[[ READING PASSAGE open ]]

The Novel Coronavirus Praises The Plan to Reopen America
The following is a transcript of a press conference given by the coronavirus earlier this week.
Thank you all for joining me today. I just wanted to tell you all what a great year it’s been and what a huge success I am. When people were downplaying my importance back in February, I worried about making a splash in the greatest economy on Earth, but I never had any doubt it would be big.
In spite of those who ignored me, I’ve literally grown from zero to a million cases in two months – I’ve basically gone platinum.
And people can’t get enough of me! Now Americans are cramming into state capitols, shopping malls, and public parks to lobby on my behalf! Some people are actually bringing guns to protect their right to pass me around from person to person. A literal armed militia has risen to defend me!
And I’ve been able to achieve all this with 95 percent of the media against me. Seriously – how many pro-COVID-19 stories do you see? Nobody has been treated this unfairly since the Spanish Flu.
The fake news media aren’t giving me nearly enough credit. Even your president, Donald Trump, called me a “very brilliant enemy” and said I was a “genius!” Sure, I’m microscopic, but I have a very big brain.
Just think of all the wonderful things that have come about since I showed up. People are baking bread and sewing masks and playing Monopoly and talking to their children. Nature is healing!
And just look at the ratings I’m getting! I’m not saying this, but I’ve heard other people say, that the press conferences the president is holding rival those of the Bachelor finale and Monday Night Football!
And just think of all the things I haven’t done. I haven’t suggested people drink bleach (I don’t even have a brain and that’s the dumbest thing I’ve ever heard), and I haven’t Tweeted well wishes to Kim Jong Un. That guy’s an asshole.
Anyway, it’s clear the people want more of me. Some of the president’s favorite supporters have tweeted that the states’ stay-at-home orders are like “slavery” and that they’d refuse to take any vaccine once it’s developed. In the meantime, I can get millions of dollars’ worth of free public relations. Name someone else born from a medium-rare bat that could achieve that!
See, Americans love an underdog – I’m like the nerdy kid that catches the game-winning touchdown in that Charlie Sheen movie Lucas from the ‘80s. (Shout out to Charlie Sheen – a big supporter of the anti-vax community.)
What can I say – I agree with Donald Trump’s optimism that great times are ahead. Re-opening America is more than any infectious disease can ask for. All I ask from America is that you keep manufacturing phony drama between Doctors Birx and Fauci and Trump – getting rid of the experts will be the viral equivalent of sending me out on tour.
In closing, I would like to thank all the impatient Americans for their support. If anyone ever challenges you on your love of the virus, just compare not being able to eat in a restaurant to Japanese internment camps during World War II, yell “herd immunity!” and run out of the room.
I have provided a complimentary Clorox smoothie for all of you on your way out.

[[ READING PASSAGE closed ]]

> **EXERCISE DIRECTIONS**: Copy the part of the satirical coronavirus press conference from "And just look" up to and including "Monday Night Football!", word for word. The listing that comes next is separate material and has no connection to the satirical press conference.

[[ ENTRIES SUPPLIED open ]]

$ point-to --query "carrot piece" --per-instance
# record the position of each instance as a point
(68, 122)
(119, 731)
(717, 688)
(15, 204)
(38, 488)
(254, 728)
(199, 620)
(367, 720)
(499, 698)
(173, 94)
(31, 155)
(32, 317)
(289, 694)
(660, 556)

[[ ENTRIES SUPPLIED closed ]]

> **FINISHED EXERCISE**:
And just look at the ratings I’m getting! I’m not saying this, but I’ve heard other people say, that the press conferences the president is holding rival those of the Bachelor finale and Monday Night Football!